**Textauszug**.
_ _ _ _
Nachts aufmerksam sein können sowohl Mütter als auch Väter – wobei es Vätern, biologisch betrachtet, leichter fällt. Bei Kindern, die nicht oder nicht mehr gestillt werden, lohnt sich also auch ein Blick auf die Belastung: Geht es dem Vater mit nächtlichen Störungen besser als der Mutter? Dann sollte den Ruf nach »Maaamaaa!« öfter mal der Paaapaaa beantworten.
Schlaflos im gemeinsamen Bett: Gehen oder bleiben?
Die Partnerschaft birgt also ein gewisses Risiko für den Schlaf. Dabei kann die Sorge, andere Familienmitglieder zu wecken, verhindern, dass Frauen wieder einschlafen – das gilt natürlich auch für betroffene Männer. Um diesen Druck erst einmal rauszunehmen, sind getrennte Schlafplätze ein guter Startpunkt.
_ _ _ _
**Zur Aufgabe**.
Führe den Textauszug über den Schlaf von Eltern und Paaren im Anschluss an seinen letzten Satz weiter. Die Einträge spielen hierfür keine Rolle.
_ _ _ _
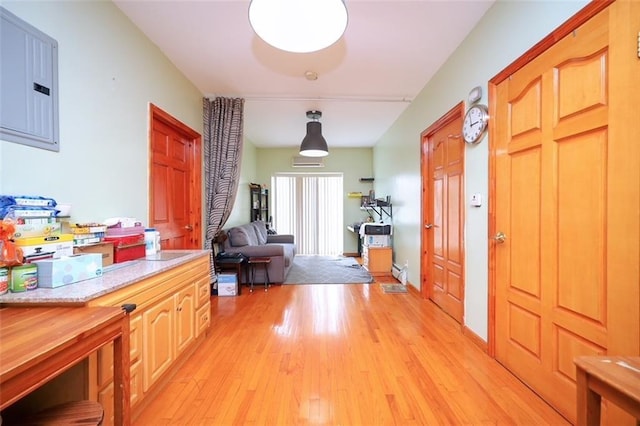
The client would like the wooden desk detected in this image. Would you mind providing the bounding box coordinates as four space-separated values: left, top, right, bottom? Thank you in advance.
0 307 131 425
574 356 640 426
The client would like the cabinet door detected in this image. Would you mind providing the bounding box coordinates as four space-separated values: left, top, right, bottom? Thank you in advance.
142 297 175 392
174 283 196 358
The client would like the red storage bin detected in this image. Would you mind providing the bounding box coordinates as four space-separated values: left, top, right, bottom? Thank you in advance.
103 234 145 263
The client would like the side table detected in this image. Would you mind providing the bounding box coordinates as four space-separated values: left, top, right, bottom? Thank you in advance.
215 257 245 295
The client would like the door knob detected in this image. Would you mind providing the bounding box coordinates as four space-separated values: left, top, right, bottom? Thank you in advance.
493 232 507 244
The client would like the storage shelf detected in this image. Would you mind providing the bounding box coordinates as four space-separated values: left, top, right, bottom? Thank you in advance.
360 204 393 222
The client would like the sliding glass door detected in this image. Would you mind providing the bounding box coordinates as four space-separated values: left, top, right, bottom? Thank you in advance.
271 173 344 256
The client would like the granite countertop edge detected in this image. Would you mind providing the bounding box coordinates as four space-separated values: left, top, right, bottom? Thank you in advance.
0 250 211 306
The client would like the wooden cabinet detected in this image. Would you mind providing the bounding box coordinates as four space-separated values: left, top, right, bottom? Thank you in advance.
362 245 393 275
142 297 176 392
249 184 270 222
88 257 211 425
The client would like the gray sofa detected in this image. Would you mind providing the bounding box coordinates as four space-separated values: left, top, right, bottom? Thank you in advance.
223 221 296 284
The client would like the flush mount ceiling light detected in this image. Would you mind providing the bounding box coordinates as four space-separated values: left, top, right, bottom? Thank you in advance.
300 111 329 157
249 0 348 53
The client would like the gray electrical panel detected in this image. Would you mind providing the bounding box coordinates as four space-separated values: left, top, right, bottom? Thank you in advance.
0 7 60 151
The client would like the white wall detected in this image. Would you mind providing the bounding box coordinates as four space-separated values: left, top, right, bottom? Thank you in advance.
0 0 202 222
374 1 587 340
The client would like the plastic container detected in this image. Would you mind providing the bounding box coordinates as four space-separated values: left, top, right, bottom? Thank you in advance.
144 228 158 256
9 264 38 293
0 268 9 295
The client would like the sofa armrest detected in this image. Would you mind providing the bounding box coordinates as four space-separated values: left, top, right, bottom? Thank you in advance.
225 244 284 257
267 234 294 244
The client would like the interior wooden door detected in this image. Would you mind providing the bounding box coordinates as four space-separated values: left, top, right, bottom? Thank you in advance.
492 1 640 424
422 104 464 324
149 106 202 249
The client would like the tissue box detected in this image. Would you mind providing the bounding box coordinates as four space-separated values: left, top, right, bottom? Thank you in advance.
73 243 113 267
218 273 238 296
34 253 102 288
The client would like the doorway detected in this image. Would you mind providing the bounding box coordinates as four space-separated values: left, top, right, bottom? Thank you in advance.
420 102 465 324
149 104 202 249
271 173 344 256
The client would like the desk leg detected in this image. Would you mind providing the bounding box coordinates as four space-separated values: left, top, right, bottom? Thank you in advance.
576 368 600 426
113 313 131 426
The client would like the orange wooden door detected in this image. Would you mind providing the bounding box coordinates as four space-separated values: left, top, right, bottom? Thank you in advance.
150 106 202 249
422 104 464 324
492 1 640 423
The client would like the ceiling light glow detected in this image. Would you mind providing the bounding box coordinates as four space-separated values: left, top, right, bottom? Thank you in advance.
249 0 348 53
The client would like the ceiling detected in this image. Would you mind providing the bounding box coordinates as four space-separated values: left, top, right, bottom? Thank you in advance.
114 0 494 151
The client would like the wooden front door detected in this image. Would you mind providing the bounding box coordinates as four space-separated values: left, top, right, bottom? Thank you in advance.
491 1 640 424
149 105 202 249
421 104 464 324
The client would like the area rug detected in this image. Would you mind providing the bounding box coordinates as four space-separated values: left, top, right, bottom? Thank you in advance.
283 255 373 284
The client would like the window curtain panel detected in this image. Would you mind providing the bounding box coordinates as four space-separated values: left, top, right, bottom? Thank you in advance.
203 97 244 283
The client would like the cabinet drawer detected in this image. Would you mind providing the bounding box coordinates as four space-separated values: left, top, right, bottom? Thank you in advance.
_ _ _ _
**Antwort**.
Getrennte Schlafzimmer werden als Versagen in der Beziehung betrachtet. Selbst in der Schlafberatung ist das Thema umstritten. Verfechter des Akzeptanz- und Commitment-Ansatzes empfehlen, bei Schlaflosigkeit liegen zu bleiben, um keine neue Gewohnheit zu schaffen. So beschreibt es der Schlafphysiologe Guy Meadows in seinem Buch »Schlaf gut«. Die Idee: Wer außerhalb des gemeinsamen Betts besser schläft, der schade damit dem Schlaf im gemeinsamen Bett. Wer dagegen seine Schlaflosigkeit akzeptiere, der finde Ruhe.
Dieser Ansatz kann funktionieren, hat aber seine Tücken. Viele Menschen finden nämlich keine Ruhe, wenn sie liegen bleiben. Sie finden eher Wut und Verzweiflung. Wütend und verzweifelt schläft es sich wirklich schlecht. Deshalb eignet sich diese Vorgehensweise für die meisten Menschen nicht ohne professionelle Begleitung.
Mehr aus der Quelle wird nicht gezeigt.